SOURCE EXCERPT:
* * *

Chronological Record — Formation — Segregation of Benevolent Fund — "Tinmoney"
— Revisions and Alterations — Manuscript Book 1892 by Bro. J. Lewis
Sykes — Declaration and Acceptance by Members — Scale of Fees and Subscriptions.
THE FOLLOWING summary gives a chronological record of the History of
the By-Laws, the date given in each case being the date of the confirmatory
minute of the approval of the By- Laws or alterations thereto : -
FIRST BY-LAWS 2nd January, 1846.
SECOND BY-LAWS 20th November, 1855.
THIRD BY-LAWS 6th August, 1870.
Alteration 20th January, 1887.
FOURTH BY-LAWS 4th November, 1892.
Alteration to Fees and
Subscription 2nd August, 1918.
Alteration to Fees 7th November, 1919.
Alteration to Subscription 6th July, 1934.
Alteration re ballot and
number of black balls 7th March, 1941.
FIFTH BY-LAWS 5th September, 1941.
As the reader will have noticed, the first By-Laws of the Lodge
were drafted by a Committee formed from the Founder Members, and this
first set of By-Laws was read, approved and adopted at the second regular
meeting of the Lodge on 2nd January, 1846, and these held good for close on 10
years, a revised set being approved on the 20th November, 1855, and this latter set
of By-Laws is fully recorded in manuscript in the Minute Book for that date.

* * *

REQUIRED WORK:
Rewrite the by-laws record from "SECOND BY-LAWS 20th" up to and including "7th November, 1919.", putting "Amendment" wherever "Alteration" appears. Rely on the by-laws record above and nothing else.

* * *

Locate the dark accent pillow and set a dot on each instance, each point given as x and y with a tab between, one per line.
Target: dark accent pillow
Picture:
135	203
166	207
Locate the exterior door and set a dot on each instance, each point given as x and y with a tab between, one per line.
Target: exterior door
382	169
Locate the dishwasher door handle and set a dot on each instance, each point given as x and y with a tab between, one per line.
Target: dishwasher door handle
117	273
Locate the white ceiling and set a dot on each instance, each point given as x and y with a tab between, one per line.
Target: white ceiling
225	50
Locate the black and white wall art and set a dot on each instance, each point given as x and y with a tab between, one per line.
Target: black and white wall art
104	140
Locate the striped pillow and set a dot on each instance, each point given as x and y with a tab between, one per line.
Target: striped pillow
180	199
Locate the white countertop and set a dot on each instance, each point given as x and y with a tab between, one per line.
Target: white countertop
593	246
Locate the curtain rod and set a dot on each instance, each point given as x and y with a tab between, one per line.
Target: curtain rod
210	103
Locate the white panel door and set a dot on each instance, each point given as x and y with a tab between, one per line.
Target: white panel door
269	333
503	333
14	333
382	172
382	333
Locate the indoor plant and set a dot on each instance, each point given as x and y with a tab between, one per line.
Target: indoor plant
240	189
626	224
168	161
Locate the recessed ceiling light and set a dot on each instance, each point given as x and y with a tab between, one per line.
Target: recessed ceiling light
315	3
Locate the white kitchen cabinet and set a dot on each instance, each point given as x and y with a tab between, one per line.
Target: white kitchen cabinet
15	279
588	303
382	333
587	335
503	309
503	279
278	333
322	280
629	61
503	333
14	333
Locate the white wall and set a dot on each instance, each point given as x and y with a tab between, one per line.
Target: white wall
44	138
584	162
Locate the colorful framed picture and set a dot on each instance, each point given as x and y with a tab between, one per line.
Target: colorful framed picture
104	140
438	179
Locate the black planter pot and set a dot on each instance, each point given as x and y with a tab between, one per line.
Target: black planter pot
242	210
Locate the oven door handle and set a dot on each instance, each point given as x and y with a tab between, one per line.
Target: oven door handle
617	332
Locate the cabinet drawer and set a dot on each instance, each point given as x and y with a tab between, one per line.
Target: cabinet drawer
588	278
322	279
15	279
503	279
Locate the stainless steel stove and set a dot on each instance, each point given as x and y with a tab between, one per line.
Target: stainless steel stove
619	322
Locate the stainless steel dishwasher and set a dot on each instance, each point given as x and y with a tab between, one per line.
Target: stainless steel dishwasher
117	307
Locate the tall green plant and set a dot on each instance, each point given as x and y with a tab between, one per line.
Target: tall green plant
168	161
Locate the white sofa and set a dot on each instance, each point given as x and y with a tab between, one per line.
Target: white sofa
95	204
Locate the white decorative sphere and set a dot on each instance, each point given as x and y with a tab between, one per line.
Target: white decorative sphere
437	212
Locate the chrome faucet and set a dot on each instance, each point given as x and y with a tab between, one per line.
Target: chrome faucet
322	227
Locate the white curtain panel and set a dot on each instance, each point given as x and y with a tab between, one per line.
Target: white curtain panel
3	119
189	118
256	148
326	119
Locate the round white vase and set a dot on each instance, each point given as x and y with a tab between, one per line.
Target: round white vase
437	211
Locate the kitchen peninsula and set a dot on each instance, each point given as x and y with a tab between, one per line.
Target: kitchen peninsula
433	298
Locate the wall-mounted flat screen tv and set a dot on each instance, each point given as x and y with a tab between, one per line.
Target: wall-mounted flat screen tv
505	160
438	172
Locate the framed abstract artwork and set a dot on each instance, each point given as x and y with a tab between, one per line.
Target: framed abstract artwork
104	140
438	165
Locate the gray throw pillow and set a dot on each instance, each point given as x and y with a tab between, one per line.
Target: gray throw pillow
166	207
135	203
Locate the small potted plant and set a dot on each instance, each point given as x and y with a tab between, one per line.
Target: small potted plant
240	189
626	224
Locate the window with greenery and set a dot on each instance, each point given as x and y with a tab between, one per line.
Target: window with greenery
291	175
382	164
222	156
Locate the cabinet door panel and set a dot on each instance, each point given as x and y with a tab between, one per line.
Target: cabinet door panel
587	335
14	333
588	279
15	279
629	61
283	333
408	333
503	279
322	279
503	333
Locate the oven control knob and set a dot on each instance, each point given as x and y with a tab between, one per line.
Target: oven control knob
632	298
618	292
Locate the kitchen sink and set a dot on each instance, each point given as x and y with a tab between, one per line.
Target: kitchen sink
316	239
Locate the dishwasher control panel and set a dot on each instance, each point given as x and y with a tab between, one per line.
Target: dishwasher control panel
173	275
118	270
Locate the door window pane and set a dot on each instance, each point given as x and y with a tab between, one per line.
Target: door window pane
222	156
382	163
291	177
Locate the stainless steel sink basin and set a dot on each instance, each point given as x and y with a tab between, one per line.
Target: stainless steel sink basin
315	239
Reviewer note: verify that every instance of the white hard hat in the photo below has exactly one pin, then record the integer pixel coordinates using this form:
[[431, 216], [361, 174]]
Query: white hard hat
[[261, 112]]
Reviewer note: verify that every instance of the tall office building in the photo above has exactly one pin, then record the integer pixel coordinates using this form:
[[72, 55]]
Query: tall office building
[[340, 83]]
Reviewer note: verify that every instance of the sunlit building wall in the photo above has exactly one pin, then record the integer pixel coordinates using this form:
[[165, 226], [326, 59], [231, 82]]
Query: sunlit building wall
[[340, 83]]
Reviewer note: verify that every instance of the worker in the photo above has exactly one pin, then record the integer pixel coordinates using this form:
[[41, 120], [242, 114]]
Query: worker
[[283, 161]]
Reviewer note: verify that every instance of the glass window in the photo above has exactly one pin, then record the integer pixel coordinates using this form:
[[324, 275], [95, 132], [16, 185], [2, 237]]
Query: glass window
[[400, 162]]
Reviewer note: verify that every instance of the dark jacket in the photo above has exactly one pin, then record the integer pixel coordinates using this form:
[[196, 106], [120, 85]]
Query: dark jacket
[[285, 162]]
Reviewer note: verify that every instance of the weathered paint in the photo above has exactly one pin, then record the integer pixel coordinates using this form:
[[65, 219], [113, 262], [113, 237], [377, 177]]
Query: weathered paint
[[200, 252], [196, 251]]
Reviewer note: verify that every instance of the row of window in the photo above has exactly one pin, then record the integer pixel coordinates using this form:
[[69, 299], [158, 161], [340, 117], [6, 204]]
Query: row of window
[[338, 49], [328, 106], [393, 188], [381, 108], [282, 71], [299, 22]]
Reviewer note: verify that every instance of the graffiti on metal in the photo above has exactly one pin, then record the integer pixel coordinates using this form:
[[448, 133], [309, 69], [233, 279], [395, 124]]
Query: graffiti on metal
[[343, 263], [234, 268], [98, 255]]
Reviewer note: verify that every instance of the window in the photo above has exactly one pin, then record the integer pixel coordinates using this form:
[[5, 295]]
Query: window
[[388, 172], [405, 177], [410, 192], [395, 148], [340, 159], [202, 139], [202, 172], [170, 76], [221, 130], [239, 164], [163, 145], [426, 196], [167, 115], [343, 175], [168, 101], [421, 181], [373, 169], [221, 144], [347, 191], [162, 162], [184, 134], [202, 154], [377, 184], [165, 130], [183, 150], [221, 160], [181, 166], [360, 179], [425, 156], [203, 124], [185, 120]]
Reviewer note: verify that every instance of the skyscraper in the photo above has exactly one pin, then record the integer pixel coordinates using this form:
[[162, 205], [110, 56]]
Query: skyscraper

* * *

THE RESULT:
SECOND BY-LAWS 20th November, 1855.
THIRD BY-LAWS 6th August, 1870.
Amendment 20th January, 1887.
FOURTH BY-LAWS 4th November, 1892.
Amendment to Fees and
Subscription 2nd August, 1918.
Amendment to Fees 7th November, 1919.